* **Extrait source**:
((

Si tu me poses la question, je te répondrai que je n'oserais pas remorquer ou faire remorquer un véhicule avec un fil de fer. Cela me semble moins risqué avec un câble ou un treuil. Mais trêve de plaisanteries...

La question du carbone, je veux dire celle de l'alliage, est une question de connotation. Un "fil d'acier" fait plus solide et plus sérieux qu'un "fil de fer" - et ce, indépendamment de la composition chimique de ce dernier.

"Prendido con alfileres" me porte vers un discours bâclé,  ni fait ni à faire. Est-ce qu'à votre avis, on garde cette même idée du manque de consistance des arguments ?


----------



## Lampiste

Bonjour: (Pensaba que ya había terminado el debate, y nos habíamos ido todos al recreo )

))

* **Énoncé 1**: Recopiez le passage de l'extrait source qui va de « Si tu me poses » à « des arguments ? ».

* **Listing fourni**:
((

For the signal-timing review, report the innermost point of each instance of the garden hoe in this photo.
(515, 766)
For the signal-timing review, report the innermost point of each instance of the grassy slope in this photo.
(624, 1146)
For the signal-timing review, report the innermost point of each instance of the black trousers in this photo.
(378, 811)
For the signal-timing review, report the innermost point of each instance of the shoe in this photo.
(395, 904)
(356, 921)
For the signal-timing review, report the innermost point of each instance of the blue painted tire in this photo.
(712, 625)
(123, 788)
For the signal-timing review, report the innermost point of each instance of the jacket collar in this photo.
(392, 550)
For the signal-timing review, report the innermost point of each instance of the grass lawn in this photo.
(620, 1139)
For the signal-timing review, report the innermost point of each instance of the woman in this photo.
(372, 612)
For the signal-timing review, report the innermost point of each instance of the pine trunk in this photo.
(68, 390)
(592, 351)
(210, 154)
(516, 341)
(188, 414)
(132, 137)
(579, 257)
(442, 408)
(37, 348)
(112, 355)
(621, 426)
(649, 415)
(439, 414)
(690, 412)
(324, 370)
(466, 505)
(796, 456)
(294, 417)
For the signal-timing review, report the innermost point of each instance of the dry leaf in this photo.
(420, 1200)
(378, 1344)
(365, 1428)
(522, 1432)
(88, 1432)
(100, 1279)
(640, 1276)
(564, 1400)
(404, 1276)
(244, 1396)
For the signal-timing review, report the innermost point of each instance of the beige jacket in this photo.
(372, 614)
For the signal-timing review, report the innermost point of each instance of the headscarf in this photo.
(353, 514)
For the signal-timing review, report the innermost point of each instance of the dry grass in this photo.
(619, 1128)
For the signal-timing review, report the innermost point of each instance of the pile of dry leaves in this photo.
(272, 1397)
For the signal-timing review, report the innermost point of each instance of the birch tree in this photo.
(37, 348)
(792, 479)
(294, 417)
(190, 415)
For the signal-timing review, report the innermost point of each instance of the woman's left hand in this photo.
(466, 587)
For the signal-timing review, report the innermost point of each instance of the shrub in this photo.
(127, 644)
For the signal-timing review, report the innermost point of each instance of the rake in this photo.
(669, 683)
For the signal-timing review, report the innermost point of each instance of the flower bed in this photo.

))

* **Énoncé 2**: Reprenez les lignes du listing, de celle qui contient « rake in this photo. » jusqu'à la fin du listing, en remplaçant « innermost » par « central » et en laissant tout le reste inchangé.

* **Résultat attendu 1**:
Si tu me poses la question, je te répondrai que je n'oserais pas remorquer ou faire remorquer un véhicule avec un fil de fer. Cela me semble moins risqué avec un câble ou un treuil. Mais trêve de plaisanteries...

La question du carbone, je veux dire celle de l'alliage, est une question de connotation. Un "fil d'acier" fait plus solide et plus sérieux qu'un "fil de fer" - et ce, indépendamment de la composition chimique de ce dernier.

"Prendido con alfileres" me porte vers un discours bâclé,  ni fait ni à faire. Est-ce qu'à votre avis, on garde cette même idée du manque de consistance des arguments ?

* **Résultat attendu 2**:
For the signal-timing review, report the central point of each instance of the rake in this photo.
(669, 683)
For the signal-timing review, report the central point of each instance of the flower bed in this photo.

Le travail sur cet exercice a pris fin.